REQUIRED WORK
For this exercise, copy each line of the records that contains the word "positive".
Segment Start: INPUT
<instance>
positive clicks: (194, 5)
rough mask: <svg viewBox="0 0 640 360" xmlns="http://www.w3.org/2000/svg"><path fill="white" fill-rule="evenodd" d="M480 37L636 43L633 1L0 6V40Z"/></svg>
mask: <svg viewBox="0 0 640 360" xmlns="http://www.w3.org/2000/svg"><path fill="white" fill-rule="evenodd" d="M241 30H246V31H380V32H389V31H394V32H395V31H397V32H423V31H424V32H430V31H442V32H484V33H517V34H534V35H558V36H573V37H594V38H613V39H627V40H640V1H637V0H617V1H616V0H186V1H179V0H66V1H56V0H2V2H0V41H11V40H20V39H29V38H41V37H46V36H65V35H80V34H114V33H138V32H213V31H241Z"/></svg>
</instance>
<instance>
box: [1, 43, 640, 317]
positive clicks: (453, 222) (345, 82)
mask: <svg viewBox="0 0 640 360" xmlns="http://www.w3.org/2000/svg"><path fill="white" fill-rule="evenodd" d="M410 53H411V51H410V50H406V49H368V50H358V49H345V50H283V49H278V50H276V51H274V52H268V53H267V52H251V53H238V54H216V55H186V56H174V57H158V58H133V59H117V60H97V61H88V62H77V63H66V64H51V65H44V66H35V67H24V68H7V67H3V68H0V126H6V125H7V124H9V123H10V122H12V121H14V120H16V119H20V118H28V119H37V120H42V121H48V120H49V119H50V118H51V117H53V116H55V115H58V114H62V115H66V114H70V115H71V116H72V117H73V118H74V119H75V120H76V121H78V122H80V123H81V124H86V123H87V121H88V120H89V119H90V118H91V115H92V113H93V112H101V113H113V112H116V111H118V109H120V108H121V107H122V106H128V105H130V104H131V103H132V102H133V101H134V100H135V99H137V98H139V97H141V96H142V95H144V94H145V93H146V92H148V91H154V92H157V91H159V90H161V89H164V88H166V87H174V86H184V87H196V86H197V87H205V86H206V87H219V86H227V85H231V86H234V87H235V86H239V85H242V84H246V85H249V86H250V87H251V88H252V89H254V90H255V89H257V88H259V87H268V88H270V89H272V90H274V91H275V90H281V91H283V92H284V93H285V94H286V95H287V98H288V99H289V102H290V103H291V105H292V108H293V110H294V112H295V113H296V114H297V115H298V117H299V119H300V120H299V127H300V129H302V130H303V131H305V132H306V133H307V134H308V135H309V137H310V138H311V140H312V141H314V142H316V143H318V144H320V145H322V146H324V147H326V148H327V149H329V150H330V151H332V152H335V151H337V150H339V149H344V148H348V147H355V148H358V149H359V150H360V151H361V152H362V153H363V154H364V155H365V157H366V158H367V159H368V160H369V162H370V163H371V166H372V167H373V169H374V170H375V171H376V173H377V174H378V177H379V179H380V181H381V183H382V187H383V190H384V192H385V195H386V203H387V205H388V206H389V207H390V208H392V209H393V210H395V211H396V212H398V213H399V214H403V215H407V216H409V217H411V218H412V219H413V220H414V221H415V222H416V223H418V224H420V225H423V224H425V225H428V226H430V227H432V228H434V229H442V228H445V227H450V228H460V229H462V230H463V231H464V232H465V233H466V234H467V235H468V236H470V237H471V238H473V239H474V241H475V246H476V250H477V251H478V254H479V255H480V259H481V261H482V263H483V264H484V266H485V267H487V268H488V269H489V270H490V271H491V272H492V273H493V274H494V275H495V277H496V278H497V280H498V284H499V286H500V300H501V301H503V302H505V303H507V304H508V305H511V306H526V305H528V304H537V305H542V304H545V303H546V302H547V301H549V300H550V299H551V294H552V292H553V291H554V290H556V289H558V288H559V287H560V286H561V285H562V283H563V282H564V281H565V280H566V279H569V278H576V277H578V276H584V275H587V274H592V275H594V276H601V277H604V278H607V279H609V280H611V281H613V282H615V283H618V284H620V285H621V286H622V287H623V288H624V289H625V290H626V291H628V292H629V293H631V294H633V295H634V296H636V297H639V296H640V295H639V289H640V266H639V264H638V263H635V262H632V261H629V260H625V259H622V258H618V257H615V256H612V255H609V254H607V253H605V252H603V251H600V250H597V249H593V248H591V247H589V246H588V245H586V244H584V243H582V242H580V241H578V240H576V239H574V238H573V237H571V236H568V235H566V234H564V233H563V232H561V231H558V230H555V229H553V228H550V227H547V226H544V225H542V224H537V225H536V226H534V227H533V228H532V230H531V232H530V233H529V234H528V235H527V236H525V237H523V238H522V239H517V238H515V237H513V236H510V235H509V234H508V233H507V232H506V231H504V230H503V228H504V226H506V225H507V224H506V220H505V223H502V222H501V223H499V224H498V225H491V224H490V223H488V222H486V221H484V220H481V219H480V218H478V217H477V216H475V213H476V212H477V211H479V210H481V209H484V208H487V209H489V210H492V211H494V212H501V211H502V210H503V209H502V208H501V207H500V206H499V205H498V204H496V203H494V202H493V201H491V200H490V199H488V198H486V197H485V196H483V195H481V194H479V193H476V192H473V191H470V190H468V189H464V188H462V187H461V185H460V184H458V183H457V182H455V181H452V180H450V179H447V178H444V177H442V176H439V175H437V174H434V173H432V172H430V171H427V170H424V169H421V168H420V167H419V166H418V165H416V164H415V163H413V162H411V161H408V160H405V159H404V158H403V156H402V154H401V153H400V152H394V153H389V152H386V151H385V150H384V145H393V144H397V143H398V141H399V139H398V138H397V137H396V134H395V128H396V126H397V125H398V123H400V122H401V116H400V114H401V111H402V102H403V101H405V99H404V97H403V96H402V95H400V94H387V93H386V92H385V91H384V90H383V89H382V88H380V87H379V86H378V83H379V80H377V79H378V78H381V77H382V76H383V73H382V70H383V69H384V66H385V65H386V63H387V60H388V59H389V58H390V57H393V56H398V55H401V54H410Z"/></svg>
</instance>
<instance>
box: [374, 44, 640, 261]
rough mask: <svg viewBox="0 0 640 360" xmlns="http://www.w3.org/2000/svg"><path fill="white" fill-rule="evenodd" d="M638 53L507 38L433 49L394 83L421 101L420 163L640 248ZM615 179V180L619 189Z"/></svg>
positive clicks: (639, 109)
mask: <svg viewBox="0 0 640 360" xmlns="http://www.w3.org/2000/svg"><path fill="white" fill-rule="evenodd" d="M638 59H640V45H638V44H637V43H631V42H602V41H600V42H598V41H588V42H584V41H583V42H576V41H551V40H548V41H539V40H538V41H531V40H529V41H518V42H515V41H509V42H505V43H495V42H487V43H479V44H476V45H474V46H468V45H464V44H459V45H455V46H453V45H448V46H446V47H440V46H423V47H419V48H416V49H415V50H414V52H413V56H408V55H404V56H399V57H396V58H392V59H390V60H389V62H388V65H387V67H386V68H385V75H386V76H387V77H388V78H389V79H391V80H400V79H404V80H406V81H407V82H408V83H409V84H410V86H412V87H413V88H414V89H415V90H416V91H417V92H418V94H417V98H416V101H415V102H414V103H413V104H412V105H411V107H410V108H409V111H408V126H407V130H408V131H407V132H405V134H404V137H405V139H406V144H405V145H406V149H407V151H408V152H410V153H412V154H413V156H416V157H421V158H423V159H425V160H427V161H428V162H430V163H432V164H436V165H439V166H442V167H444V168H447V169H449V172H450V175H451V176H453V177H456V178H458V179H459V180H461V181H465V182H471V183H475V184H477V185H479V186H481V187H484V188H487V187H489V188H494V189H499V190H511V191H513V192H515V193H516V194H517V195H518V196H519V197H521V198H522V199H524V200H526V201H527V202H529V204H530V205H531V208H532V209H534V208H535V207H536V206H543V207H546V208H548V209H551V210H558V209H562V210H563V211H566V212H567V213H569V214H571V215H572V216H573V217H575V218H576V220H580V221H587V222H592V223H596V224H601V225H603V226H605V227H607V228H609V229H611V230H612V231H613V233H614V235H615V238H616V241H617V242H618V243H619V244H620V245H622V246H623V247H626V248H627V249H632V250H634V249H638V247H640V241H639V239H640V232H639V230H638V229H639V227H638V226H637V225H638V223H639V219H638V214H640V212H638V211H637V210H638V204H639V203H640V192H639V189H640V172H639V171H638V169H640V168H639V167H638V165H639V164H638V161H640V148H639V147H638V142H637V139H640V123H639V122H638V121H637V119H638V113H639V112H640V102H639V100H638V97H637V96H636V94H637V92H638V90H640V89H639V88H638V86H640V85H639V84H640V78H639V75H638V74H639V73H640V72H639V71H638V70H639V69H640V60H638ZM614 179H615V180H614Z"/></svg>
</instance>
Segment End: INPUT
OUTPUT OF THE EXERCISE
positive clicks: (194, 5)
positive clicks: (453, 222) (345, 82)
positive clicks: (639, 109)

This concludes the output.